== WORKING DATA ==
--- START ---

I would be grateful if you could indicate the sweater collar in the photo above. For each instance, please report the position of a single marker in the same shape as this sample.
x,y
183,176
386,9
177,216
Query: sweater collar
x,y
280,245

--- END ---

== EXERCISE PROMPT ==
All of the entries above are to be printed again exactly.

== WRITTEN REPLY ==
I would be grateful if you could indicate the sweater collar in the photo above. For each instance, please report the position of a single marker in the same shape as this sample.
x,y
183,176
386,9
177,216
Query: sweater collar
x,y
280,245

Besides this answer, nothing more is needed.